* **Entries provided**
○ ○ ○

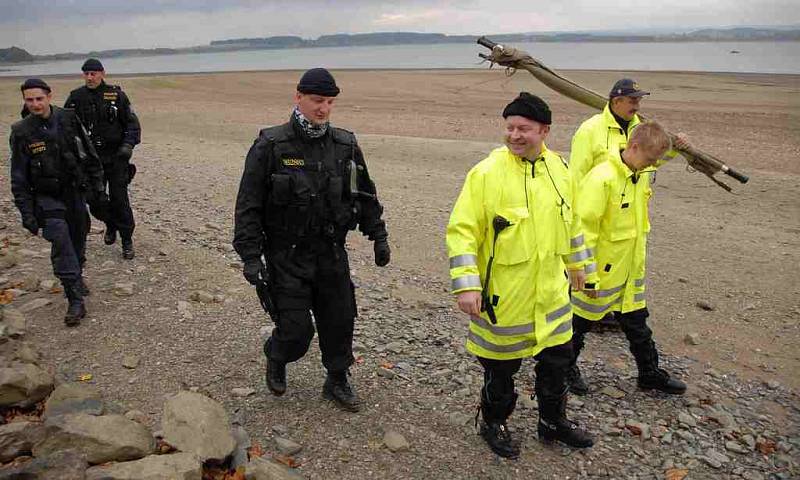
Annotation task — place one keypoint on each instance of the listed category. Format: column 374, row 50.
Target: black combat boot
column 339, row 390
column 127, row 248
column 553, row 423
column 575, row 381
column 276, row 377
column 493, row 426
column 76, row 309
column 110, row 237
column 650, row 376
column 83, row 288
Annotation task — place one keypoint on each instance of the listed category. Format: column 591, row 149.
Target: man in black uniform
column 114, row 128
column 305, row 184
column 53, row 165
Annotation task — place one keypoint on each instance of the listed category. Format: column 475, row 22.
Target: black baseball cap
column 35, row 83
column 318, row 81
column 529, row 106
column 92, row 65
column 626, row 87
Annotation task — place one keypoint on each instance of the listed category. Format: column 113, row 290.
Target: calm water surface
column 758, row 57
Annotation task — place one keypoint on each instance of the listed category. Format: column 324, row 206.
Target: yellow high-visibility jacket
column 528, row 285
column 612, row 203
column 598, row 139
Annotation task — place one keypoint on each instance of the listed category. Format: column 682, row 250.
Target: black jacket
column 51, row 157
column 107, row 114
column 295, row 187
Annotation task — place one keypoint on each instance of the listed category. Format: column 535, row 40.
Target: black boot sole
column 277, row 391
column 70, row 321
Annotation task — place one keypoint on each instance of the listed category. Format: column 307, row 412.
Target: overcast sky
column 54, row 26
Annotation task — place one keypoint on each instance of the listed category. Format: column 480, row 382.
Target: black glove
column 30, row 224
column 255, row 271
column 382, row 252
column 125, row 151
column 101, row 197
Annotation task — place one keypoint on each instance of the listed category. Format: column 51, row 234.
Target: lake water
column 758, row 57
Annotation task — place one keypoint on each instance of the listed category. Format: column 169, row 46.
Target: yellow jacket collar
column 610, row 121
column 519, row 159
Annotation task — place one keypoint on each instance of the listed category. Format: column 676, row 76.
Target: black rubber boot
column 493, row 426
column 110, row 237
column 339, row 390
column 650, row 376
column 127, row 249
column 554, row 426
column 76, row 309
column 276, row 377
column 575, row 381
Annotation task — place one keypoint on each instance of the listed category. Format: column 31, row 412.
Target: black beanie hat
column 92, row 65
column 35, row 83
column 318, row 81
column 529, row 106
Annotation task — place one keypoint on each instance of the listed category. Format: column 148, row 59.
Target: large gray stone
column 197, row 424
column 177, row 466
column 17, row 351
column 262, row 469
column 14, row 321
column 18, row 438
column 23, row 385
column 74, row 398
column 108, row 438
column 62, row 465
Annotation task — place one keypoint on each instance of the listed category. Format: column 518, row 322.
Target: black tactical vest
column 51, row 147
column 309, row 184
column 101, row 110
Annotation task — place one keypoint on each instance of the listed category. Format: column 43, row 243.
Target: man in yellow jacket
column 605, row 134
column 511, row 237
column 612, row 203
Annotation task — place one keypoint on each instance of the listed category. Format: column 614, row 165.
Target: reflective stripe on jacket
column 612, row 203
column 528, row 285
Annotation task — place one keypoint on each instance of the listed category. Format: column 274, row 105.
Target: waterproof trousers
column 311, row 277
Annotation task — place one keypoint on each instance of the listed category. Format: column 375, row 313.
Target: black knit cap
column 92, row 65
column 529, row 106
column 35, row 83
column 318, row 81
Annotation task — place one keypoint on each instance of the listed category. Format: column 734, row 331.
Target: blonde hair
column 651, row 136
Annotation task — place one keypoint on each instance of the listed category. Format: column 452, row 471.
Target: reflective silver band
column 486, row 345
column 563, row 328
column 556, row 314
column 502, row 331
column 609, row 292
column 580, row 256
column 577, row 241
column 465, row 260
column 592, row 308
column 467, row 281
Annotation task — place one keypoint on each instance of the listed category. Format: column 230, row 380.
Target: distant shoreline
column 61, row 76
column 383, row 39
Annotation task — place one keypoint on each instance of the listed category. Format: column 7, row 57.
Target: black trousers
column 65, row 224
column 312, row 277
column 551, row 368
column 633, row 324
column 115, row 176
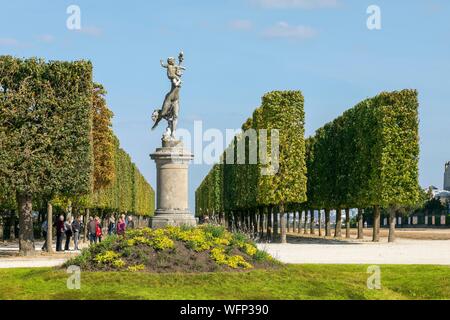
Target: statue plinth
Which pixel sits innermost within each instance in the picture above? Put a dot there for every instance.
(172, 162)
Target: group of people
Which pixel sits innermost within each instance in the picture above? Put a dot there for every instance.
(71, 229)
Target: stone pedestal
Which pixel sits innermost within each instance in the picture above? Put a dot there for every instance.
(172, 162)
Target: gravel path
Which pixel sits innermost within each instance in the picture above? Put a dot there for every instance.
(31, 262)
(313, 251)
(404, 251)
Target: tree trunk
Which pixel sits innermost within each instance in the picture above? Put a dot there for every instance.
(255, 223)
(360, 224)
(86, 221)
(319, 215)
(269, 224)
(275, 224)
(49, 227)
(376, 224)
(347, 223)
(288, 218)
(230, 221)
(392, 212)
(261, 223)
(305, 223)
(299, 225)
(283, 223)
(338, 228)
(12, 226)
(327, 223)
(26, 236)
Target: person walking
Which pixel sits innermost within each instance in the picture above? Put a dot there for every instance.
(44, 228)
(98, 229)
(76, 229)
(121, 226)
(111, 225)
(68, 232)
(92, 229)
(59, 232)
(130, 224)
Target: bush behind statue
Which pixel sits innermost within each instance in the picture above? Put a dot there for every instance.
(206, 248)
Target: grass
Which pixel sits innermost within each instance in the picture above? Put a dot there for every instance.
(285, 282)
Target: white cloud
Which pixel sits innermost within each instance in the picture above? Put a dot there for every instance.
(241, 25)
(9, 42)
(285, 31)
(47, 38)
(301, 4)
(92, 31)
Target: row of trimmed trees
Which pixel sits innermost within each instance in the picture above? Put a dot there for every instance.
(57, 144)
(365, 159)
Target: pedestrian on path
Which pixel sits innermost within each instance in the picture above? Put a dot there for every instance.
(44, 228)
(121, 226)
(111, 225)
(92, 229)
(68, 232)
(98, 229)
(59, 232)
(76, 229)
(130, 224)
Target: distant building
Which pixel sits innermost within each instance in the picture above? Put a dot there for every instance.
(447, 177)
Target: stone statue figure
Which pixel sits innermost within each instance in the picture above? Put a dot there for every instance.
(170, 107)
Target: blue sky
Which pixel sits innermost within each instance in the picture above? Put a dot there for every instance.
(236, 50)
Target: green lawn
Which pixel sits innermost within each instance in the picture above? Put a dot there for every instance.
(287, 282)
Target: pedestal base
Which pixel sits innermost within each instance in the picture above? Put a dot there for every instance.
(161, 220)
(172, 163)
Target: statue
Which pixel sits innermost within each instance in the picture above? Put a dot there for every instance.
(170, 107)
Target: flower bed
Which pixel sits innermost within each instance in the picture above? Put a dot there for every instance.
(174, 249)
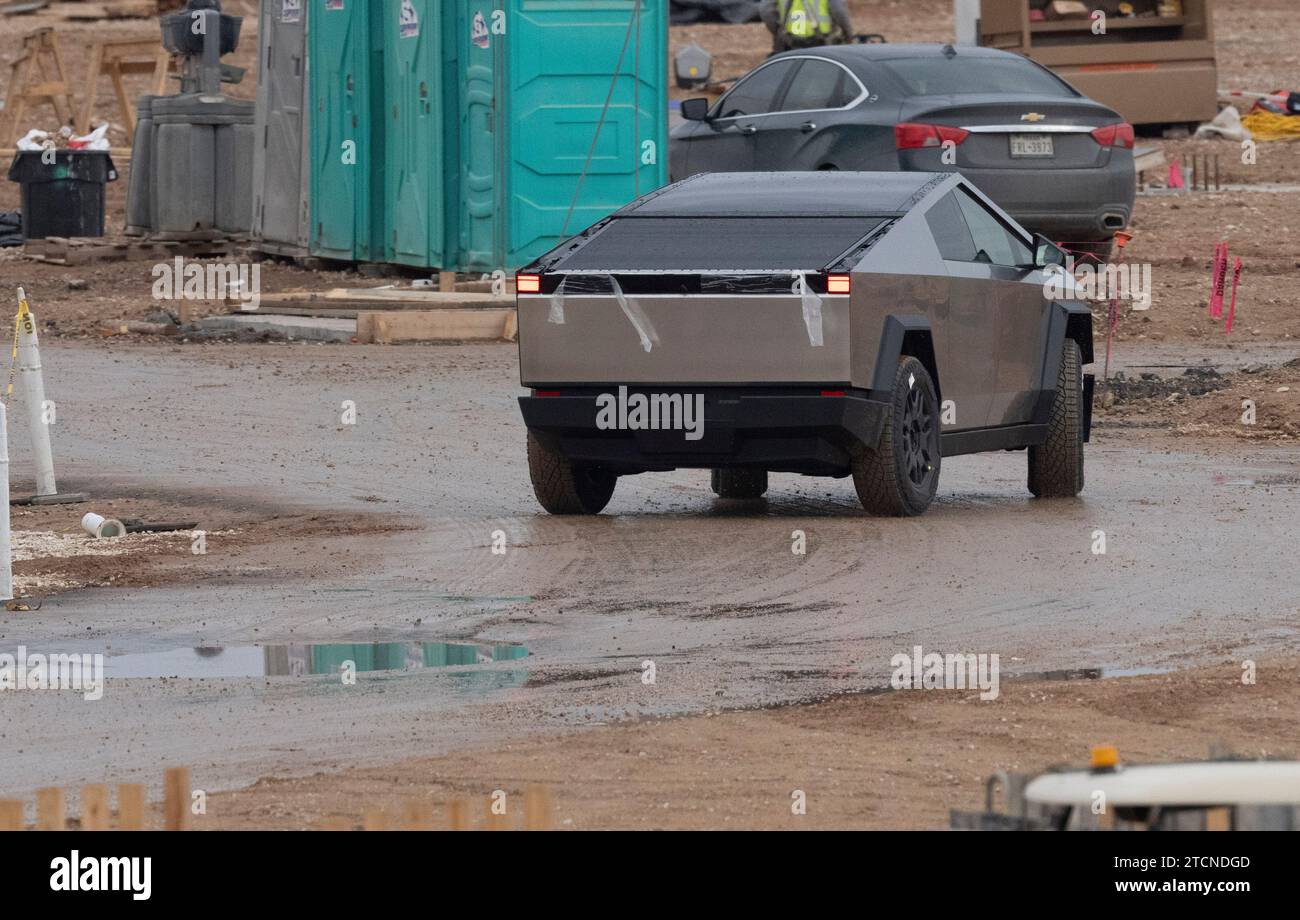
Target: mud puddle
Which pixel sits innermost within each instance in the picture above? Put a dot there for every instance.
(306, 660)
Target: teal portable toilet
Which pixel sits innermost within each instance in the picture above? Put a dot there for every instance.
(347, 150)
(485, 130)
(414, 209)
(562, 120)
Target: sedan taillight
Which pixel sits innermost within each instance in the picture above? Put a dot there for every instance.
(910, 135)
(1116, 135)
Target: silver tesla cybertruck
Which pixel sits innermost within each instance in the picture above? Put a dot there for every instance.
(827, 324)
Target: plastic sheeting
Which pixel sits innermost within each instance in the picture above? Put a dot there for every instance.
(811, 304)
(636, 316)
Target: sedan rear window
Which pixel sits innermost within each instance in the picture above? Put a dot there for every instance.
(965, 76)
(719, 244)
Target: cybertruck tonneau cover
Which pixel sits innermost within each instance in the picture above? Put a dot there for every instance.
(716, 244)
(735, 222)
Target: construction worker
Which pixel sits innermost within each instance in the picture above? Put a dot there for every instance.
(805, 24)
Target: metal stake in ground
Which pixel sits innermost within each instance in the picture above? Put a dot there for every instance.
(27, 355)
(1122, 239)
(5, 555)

○ ○ ○

* **Job**
Print all of the entries above verbatim, leaving out the pictures.

* **Written answer**
Annotation task — place one keypoint on each instance of the listed category. Format: column 374, row 50.
Target: black combat boot
column 339, row 390
column 127, row 248
column 553, row 423
column 575, row 381
column 276, row 377
column 493, row 426
column 76, row 309
column 110, row 237
column 650, row 376
column 83, row 288
Annotation task — place one keypoint on each instance of the listed category. Format: column 591, row 149.
Target: man in black uniform
column 114, row 128
column 305, row 184
column 53, row 165
Annotation task — place one keypoint on each instance of the listed category. Format: column 475, row 22.
Target: black baseball cap
column 35, row 83
column 318, row 81
column 529, row 106
column 92, row 65
column 626, row 87
Annotation task — place one keypoint on each instance of the listed category. Format: column 113, row 290.
Target: calm water surface
column 758, row 57
Annotation task — place one keypoint on each instance of the listed category. Format: column 324, row 206.
Target: yellow high-visibility jacket
column 528, row 285
column 612, row 203
column 598, row 139
Annotation task — place one keypoint on each instance of the listed category. Format: column 682, row 250.
Target: black jacket
column 51, row 157
column 107, row 114
column 295, row 187
Annotation task — place one keypoint on each instance of the listed category. Format: column 535, row 40.
Target: black boot sole
column 277, row 391
column 70, row 321
Annotation task — place one keypoint on each instance of the listed category. Format: column 307, row 412.
Target: overcast sky
column 54, row 26
Annotation task — place one keypoint on each instance of the listed category. Format: column 480, row 382.
Target: black glove
column 30, row 224
column 255, row 271
column 382, row 252
column 125, row 151
column 101, row 197
Annotation task — place one keypoint on each instance of the listed category. Format: column 51, row 234.
Target: lake water
column 758, row 57
Annotation task — place one keypoint on each instance of the listed category. Format: column 169, row 46.
Target: yellow jacket collar
column 610, row 121
column 519, row 159
Annotation task — place one keypoint on each instance of the listed category. Format: column 676, row 76.
Target: black rubber boot
column 493, row 426
column 110, row 237
column 339, row 390
column 650, row 376
column 127, row 249
column 554, row 426
column 76, row 309
column 276, row 377
column 575, row 381
Annotation task — place one keypoint on each instance of the listed category. Format: column 31, row 412.
Target: black beanie hat
column 92, row 65
column 35, row 83
column 318, row 81
column 529, row 106
Annotation task — place one keypoint on each instance of the listed category. Format: column 148, row 59.
Target: large gray stone
column 197, row 424
column 177, row 466
column 17, row 351
column 262, row 469
column 14, row 321
column 18, row 438
column 23, row 385
column 74, row 398
column 108, row 438
column 62, row 465
Annotation task — place one keypoint on each instance of the listed category. Format: column 518, row 322.
Target: black tactical vest
column 51, row 147
column 309, row 184
column 101, row 110
Annotation task — place one keypoint on each instance of the listed category. Format: column 43, row 243.
Target: man in yellow jacket
column 605, row 134
column 511, row 237
column 612, row 203
Annotation task — place one keypoint on each instance of the listed category. Format: column 614, row 165.
Target: reflective stripe on jacket
column 612, row 203
column 528, row 285
Annotation task — place one keypoint on each instance of the listed category. Format: column 274, row 105.
Target: waterproof trousers
column 311, row 277
Annotation task — place one keypoint on each instance of the listed category. Format: column 375, row 313.
Target: black knit cap
column 92, row 65
column 529, row 106
column 35, row 83
column 318, row 81
Annotation task — place one keypoint on each instance of the listed category. Format: column 734, row 331.
Target: blonde hair
column 651, row 136
Annotation task — place one keypoint on each instance of the listed category. Format: column 452, row 471.
Target: reflective silver band
column 486, row 345
column 563, row 328
column 556, row 314
column 502, row 331
column 609, row 292
column 580, row 256
column 577, row 241
column 465, row 260
column 592, row 308
column 467, row 281
Annotation task — place one keypoint on each instance of the listed category. Format: column 230, row 380.
Target: distant shoreline
column 61, row 76
column 383, row 39
Annotation task — place one keypoint on each instance of the listed category. Format: column 7, row 57.
Target: black trousers
column 65, row 224
column 312, row 277
column 551, row 368
column 633, row 324
column 115, row 176
Target: statue plinth
Which pixel sits innermost within each instance in the picture above? Put a dot there for every instance.
(172, 162)
Target: group of people
Which pixel sits innermost within each instance in the picture above? Put a dot there for every instance.
(71, 229)
Target: stone pedestal
Which pixel sits innermost within each instance in the picture above? Put a dot there for every instance.
(172, 162)
Target: gravel path
Which pixel sits innermost within each instance in the picture above? Put a dot there for every instance.
(31, 262)
(313, 251)
(404, 251)
Target: tree trunk
Which pixel sits innermost within each instance in the picture above? Put a dot there for every instance.
(255, 223)
(360, 224)
(86, 221)
(319, 215)
(269, 224)
(275, 224)
(49, 227)
(376, 224)
(347, 223)
(288, 218)
(230, 221)
(392, 212)
(261, 223)
(305, 223)
(299, 225)
(283, 223)
(338, 228)
(12, 226)
(327, 223)
(26, 236)
Target: person walking
Which pixel sits innermost within each instance in the picture above? Put a dot there for every instance.
(44, 228)
(98, 229)
(76, 229)
(121, 226)
(111, 225)
(68, 232)
(92, 229)
(59, 232)
(130, 224)
Target: bush behind statue
Which pixel sits innermost within each instance in the picture above? Put a dot there for every instance.
(206, 248)
Target: grass
Which pixel sits innermost within each instance in the picture above? Put a dot there for every instance.
(285, 282)
Target: white cloud
Which pixel sits innermost within each instance in the picture above? Put a dot there for every instance.
(241, 25)
(9, 42)
(285, 31)
(47, 38)
(301, 4)
(92, 31)
Target: row of trimmed trees
Which pixel sits innermost within each instance in the picture above? Put a dot there for every instance.
(57, 144)
(365, 159)
Target: pedestrian on path
Which pixel sits innermost within each instance in the picture above? Put a dot there for every instance.
(44, 228)
(121, 226)
(111, 225)
(92, 229)
(68, 232)
(98, 229)
(59, 232)
(76, 229)
(130, 224)
Target: distant building
Which pixel sits innermost within each instance in the picture above? Put a dot there for every instance.
(447, 177)
Target: stone statue figure
Which pixel sits innermost within each instance in the picture above? Put a dot there for every instance.
(170, 107)
Target: blue sky
Which pixel sits innermost within each instance in the picture above? Put a dot there for every instance.
(236, 50)
Target: green lawn
Which pixel sits innermost within each instance in the picture above? Put a dot there for every instance.
(287, 282)
Target: pedestal base
Which pixel sits innermost within each instance in the picture above? Put a dot there for every instance.
(161, 220)
(172, 163)
Target: statue
Which pixel sits innermost within each instance in the picture above? Put a dot there for every instance.
(170, 107)
Target: flower bed
Which pixel sits innermost within each instance in the picture above? Put a dot there for every instance.
(174, 249)
Target: mud puddle
Which pixel sits innermost within each instance in the picture above? Put a dot there for every instance.
(306, 660)
Target: teal portable toilet
Which pixel sits innermost within each instance in the picture above? Put a dot there for every instance.
(347, 150)
(485, 130)
(414, 209)
(562, 120)
Target: sedan taillight
Which pixel sits innermost within each instance in the picture above? Put a dot there for every instance.
(910, 135)
(1116, 135)
Target: silver tesla cybertruck
Which pixel sits innermost within each instance in the picture above? Put a dot there for every instance.
(827, 324)
Target: plastic sheeting
Which pixel sits innermost within each instance in the picture above? Put a dot there for every instance.
(811, 304)
(636, 316)
Target: sedan rear window
Which pixel sits innermost within each instance in the picture above? Put a dot there for every instance.
(965, 76)
(719, 244)
Target: cybertruck tonneau cover
Which pixel sits innermost within each instance in the picture above? Put a dot there for every instance.
(716, 244)
(735, 222)
Target: construction worker
Which pixel sits innermost within each instance in the picture above? Put a dot there for every instance.
(805, 24)
Target: metal stake in ground
Which pixel sits innermost within each instance in the picture above? Put a dot there for every instance.
(27, 355)
(1122, 239)
(5, 555)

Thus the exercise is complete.